→ **Exercise**:
Reproduce word for word the stretch of the Halloween yard thread below from "Looking good! I" through "are my Ghosties...".

→ **Selection**:
— Begin —
# My yard's pretty much done



## HappyCthulhu (Nov 7, 2007)

*We've still got some finishing touches to do, but this is pretty much it.*
The wife and I, and this year the neighbors as well, will be dressing up.
We usually get between 150 and 200 kids.


----------



## HappyCthulhu (Nov 7, 2007)




----------



## Scary Godmother (Oct 13, 2007)

Looking good! I love the wreath. Is that a ghost I see hanging in the tree?:devil:


----------



## HappyCthulhu (Nov 7, 2007)

Yes, those are my Ghosties...









And here's what my grave yard will look like as soon as I can get a load of compost...


----------



## RoxyBlue (Oct 6, 2008)

I like it - simple and elegant.

I want your house.


----------



## Bloodhound (Oct 16, 2007)

I like it too.


----------



## HappyCthulhu (Nov 7, 2007)

Thanks.
We're real house proud.
This is only our 3rd year of doing the Hallowe'en thing.
— End —
→ **Data listing**:
— Begin —
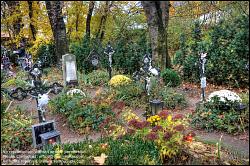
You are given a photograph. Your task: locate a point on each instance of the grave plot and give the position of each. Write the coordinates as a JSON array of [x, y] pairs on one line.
[[116, 83]]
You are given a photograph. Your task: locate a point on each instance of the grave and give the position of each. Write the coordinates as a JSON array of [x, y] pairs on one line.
[[45, 133], [109, 52], [94, 59], [69, 70]]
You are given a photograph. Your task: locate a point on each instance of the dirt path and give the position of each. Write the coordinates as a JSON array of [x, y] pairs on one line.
[[237, 144]]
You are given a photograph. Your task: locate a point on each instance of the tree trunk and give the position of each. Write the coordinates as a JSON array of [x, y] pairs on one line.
[[157, 13], [14, 9], [88, 21], [54, 9], [102, 26], [32, 27]]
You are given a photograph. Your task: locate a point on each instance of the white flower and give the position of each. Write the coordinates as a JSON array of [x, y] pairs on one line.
[[76, 91], [222, 94]]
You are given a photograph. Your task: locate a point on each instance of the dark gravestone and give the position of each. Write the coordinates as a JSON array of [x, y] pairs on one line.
[[41, 128], [69, 69]]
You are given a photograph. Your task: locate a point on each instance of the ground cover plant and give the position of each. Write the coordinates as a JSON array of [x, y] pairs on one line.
[[223, 116], [16, 130]]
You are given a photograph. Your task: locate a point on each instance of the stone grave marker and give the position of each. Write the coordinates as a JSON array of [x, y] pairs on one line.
[[69, 69], [39, 131]]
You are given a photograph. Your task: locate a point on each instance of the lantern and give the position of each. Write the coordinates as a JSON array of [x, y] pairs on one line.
[[156, 106]]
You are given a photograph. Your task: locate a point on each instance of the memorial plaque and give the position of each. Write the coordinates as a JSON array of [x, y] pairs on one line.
[[39, 129], [203, 82], [51, 138], [69, 69]]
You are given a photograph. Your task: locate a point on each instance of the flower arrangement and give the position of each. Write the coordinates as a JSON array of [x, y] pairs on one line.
[[154, 120], [165, 130], [119, 80], [128, 115]]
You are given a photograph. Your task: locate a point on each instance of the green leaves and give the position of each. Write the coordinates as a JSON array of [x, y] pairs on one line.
[[214, 116]]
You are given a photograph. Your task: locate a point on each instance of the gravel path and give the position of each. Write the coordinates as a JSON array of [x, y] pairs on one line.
[[238, 144]]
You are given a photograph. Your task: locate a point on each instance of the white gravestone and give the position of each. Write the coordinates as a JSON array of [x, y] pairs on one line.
[[222, 94], [69, 69]]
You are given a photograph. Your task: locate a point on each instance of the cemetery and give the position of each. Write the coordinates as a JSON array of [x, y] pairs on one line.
[[110, 92]]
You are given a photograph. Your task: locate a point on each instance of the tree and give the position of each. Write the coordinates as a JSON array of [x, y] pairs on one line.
[[157, 13], [91, 8], [54, 10], [102, 25], [32, 27]]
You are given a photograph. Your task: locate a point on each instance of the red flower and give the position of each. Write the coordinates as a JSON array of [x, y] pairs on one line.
[[130, 131], [189, 138], [152, 136], [157, 128], [178, 116], [145, 124], [167, 136], [163, 114], [133, 122], [179, 128]]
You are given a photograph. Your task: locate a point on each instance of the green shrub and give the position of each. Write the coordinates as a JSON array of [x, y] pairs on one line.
[[130, 93], [16, 131], [172, 99], [47, 50], [222, 116], [81, 111], [227, 47], [65, 104], [97, 78], [163, 129], [171, 78], [125, 151]]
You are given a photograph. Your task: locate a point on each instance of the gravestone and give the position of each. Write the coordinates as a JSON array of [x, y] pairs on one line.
[[69, 69], [93, 59], [39, 136]]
— End —
→ **Exercise solution**:
Looking good! I love the wreath. Is that a ghost I see hanging in the tree?:devil:


----------



## HappyCthulhu (Nov 7, 2007)

Yes, those are my Ghosties...